Generic selectors
Exact matches only
Search in title
Search in content
Post Type Selectors

Bolehkah Merayakan Tahun Baru Masehi?

Bina-Qurani-Bolehkah-Merayakan-Tahun-Baru-Masehi
Bolehkah Merayakan Tahun Baru Masehi?

Tidak lama lagi selang beberapa hari kedepan, kita akan menyaksikan sebuah perayaan besar, perayaan yang dilangsungkan oleh masyarakat di seluruh penjuru dunia, dan didukung, serta ditayangkan secara masif oleh media-media mainstream baik seperti televisi, radio, media sosial, maupun situs-situs internet.

Perayaan besar ini adalah perayaan tahun baru masehi. Sebuah perayaan rutin yang sengaja disambut serta dimeriahkan dengan berbagai acara dan kemeriahan guna menarik perhatian masyarakat, terutama menarik perhatian kaum muslimin.

Hal ini kemudian menyebabkan sebagian besar kaum muslimin, menganggap bahwa malam pergantian tahun baru merupakan momen yang special dan berharga. Sehingga mereka pun rela untuk menyiapkan segala sesuatu, agar dapat menyambut momen ini dan tidak ingin melewatkannya barang sedikitpun.

Fenomena ini merupakan sebuah realita kehidupan yang dapat kita lihat di sekeliling kita dan senantiasa terulang setiap malam pergantian tahun. Bahkan jika kita amati, dari tahun ke tahun perayaan ini semakin bertambah semarak dan semakin tidak terkendali.

Tugas:
Tolong sebutkan, menurut kutipan tentang perayaan tahun baru masehi, bagaimana perayaan itu berubah dari tahun ke tahun. Gunakan hanya kutipan ini sebagai sumber.

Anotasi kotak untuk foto

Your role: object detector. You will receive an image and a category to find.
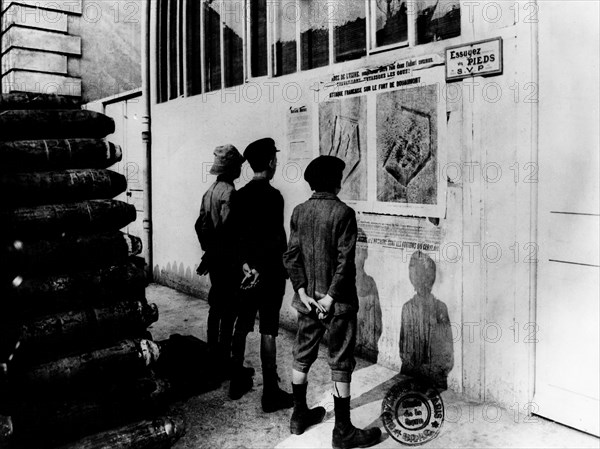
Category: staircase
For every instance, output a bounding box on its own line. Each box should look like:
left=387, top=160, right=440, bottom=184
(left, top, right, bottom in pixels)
left=0, top=93, right=184, bottom=449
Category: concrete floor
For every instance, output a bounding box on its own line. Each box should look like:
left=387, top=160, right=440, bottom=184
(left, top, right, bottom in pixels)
left=147, top=284, right=600, bottom=449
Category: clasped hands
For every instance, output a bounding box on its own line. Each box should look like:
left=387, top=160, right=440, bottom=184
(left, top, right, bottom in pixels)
left=298, top=288, right=334, bottom=321
left=241, top=263, right=260, bottom=290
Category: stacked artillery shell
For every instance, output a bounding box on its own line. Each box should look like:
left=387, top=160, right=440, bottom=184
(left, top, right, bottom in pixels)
left=0, top=94, right=181, bottom=447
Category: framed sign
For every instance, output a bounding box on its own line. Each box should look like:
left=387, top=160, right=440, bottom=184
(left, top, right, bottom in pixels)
left=446, top=37, right=502, bottom=81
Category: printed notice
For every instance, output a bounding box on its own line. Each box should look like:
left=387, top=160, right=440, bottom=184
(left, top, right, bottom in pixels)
left=446, top=37, right=502, bottom=81
left=287, top=106, right=312, bottom=161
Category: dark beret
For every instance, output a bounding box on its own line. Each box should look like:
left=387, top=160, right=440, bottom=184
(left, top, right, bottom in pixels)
left=244, top=137, right=279, bottom=165
left=304, top=156, right=346, bottom=184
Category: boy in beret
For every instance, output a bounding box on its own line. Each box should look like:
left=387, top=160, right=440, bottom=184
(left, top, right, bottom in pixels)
left=229, top=138, right=293, bottom=413
left=284, top=156, right=381, bottom=449
left=195, top=144, right=244, bottom=380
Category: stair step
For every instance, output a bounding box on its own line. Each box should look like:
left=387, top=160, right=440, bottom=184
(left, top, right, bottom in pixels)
left=0, top=92, right=81, bottom=111
left=0, top=109, right=115, bottom=140
left=0, top=231, right=142, bottom=276
left=0, top=168, right=127, bottom=207
left=0, top=139, right=123, bottom=172
left=0, top=200, right=136, bottom=239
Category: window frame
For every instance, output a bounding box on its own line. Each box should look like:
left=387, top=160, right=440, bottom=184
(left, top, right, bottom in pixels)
left=247, top=0, right=274, bottom=82
left=365, top=0, right=417, bottom=55
left=156, top=0, right=464, bottom=103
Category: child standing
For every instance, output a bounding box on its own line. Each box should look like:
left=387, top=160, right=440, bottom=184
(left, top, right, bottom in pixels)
left=195, top=144, right=244, bottom=380
left=284, top=156, right=381, bottom=449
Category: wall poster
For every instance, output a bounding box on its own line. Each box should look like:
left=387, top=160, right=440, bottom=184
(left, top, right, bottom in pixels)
left=318, top=55, right=446, bottom=218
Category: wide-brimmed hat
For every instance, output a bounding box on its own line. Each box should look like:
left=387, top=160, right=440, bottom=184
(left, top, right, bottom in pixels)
left=210, top=144, right=244, bottom=175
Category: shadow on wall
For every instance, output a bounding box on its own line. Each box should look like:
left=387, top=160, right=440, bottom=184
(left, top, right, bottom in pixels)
left=400, top=251, right=454, bottom=390
left=356, top=229, right=382, bottom=363
left=153, top=261, right=209, bottom=300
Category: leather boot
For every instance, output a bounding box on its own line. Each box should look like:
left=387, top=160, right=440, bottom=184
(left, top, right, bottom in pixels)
left=261, top=367, right=294, bottom=413
left=331, top=396, right=381, bottom=449
left=290, top=383, right=325, bottom=435
left=229, top=367, right=254, bottom=401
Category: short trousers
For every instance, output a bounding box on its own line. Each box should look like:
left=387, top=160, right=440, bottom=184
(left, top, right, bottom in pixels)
left=236, top=277, right=285, bottom=337
left=293, top=311, right=357, bottom=383
left=208, top=264, right=242, bottom=308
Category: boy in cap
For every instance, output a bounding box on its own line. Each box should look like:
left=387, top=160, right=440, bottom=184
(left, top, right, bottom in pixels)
left=229, top=138, right=293, bottom=413
left=284, top=156, right=381, bottom=449
left=195, top=144, right=244, bottom=379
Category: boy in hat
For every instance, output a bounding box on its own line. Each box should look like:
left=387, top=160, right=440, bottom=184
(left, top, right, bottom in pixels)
left=195, top=144, right=244, bottom=378
left=284, top=156, right=381, bottom=449
left=229, top=138, right=293, bottom=413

Jawaban:
Perayaan itu semakin bertambah semarak dan semakin tidak terkendali.